Another one, against all odds ;)

dude, you can just make that claim, but right here and now there live what are called 'ring species', and they are transitional species living right now across the globe.

OK elaborate.

Reading calims like that, tempts me to believing you're just making stuff up as you go now.
PLEASE don't just go and make up claims, especially when they are not correct, and the info is readily available

By now i'm starting to believe you completely underestimate the amount of evidence that actually exists for evolution, and 'odds are' it will only get "worse" The evidence just keeps piling up in ever growing rate and on multiple disciplines.
It's about time you start to thoroughly investigate what you so fighting against., and perhaps investigate what you are defending while you are at it.

What one may consider evidence, may not be considered as such by another.
Thats the essence of the differences here.
Much of what many here consider evidence, I see as interpretive speculation.

You seem like a good chap SCJ, but you also seem to be fighting against evolution for the wrong reasons, and without understanding it......

Well, bash me return, i can take it :)

My intention is not to bash you or anyone else.
Only to point out what I consider to be again, highly speculative claims concerning evolution.
 
people reproduce people, dogs reproduce dogs, mice reproduce mice, etc. etc.
Yes, but you are ignoring some major and obvious key factors when you say this, specifically the effects of cumulative genetic variation and the vast tracts of time over which these variations have manifest themselves as different species. Through sexual reproduction, new individuals are always genetically different from their parents hence providing the necessary variation upon which natural selection can act. This is as simple a fact as there is, and it is irrefutable. Whether natural selection does actually happen is presumably what you have a problem with, but there is ample evidence that says it does. By studying the genomes of various species, one thing becomes abundantly clear - we are simply too similar genetically for these similarities to have occurred randomly. You can argue that we have been designed to look like we evolved, but that is kind of redundant. The genetic evidence is overwhelmingly in favour of the idea that all species are related to all others to a greater or lesser extent, and there is absolutely no evidence whatsoever to suggest that they were merely designed to look that way.

========

→ **Instructions to follow**
Can you restate the evolution debate passage between "PLEASE don't just" and "as interpretive speculation.", inclusive, changing "evidence" to "proof" throughout?

Dataset entries:
========

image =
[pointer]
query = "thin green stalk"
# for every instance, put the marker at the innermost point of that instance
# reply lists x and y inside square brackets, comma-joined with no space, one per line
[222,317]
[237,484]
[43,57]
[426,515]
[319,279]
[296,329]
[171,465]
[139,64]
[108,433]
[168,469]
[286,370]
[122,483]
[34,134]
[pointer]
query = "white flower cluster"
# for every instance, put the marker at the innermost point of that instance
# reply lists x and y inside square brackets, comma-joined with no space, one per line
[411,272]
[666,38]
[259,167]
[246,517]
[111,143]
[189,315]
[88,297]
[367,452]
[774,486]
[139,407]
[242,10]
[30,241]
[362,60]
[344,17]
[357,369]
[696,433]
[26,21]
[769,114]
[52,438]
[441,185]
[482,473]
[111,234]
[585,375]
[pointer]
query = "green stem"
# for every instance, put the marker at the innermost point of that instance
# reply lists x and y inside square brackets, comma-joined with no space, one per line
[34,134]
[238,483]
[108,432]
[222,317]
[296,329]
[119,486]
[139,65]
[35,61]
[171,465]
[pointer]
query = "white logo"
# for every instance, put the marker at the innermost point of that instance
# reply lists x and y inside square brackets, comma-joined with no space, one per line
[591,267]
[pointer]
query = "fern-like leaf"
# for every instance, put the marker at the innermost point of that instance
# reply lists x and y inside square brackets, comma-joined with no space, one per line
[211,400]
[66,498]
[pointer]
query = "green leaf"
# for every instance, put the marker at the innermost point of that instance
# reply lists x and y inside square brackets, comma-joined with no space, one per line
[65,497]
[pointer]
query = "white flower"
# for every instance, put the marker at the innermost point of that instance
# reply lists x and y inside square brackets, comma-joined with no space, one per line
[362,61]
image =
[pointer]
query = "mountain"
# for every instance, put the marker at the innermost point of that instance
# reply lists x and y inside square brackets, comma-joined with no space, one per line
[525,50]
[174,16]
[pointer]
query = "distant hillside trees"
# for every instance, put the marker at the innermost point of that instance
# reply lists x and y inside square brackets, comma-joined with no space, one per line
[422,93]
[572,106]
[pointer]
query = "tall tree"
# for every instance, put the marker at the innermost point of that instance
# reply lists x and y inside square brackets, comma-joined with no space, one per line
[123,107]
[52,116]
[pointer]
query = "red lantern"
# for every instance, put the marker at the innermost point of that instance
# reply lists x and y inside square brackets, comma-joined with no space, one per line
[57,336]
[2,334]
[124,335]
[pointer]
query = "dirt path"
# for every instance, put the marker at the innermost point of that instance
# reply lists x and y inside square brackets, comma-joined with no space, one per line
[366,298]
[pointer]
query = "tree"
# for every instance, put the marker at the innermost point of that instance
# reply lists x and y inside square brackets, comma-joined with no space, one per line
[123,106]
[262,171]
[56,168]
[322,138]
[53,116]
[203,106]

========

→ **Answer section**
PLEASE don't just go and make up claims, especially when they are not correct, and the info is readily available

By now i'm starting to believe you completely underestimate the amount of proof that actually exists for evolution, and 'odds are' it will only get "worse" The proof just keeps piling up in ever growing rate and on multiple disciplines.
It's about time you start to thoroughly investigate what you so fighting against., and perhaps investigate what you are defending while you are at it.

What one may consider proof, may not be considered as such by another.
Thats the essence of the differences here.
Much of what many here consider proof, I see as interpretive speculation.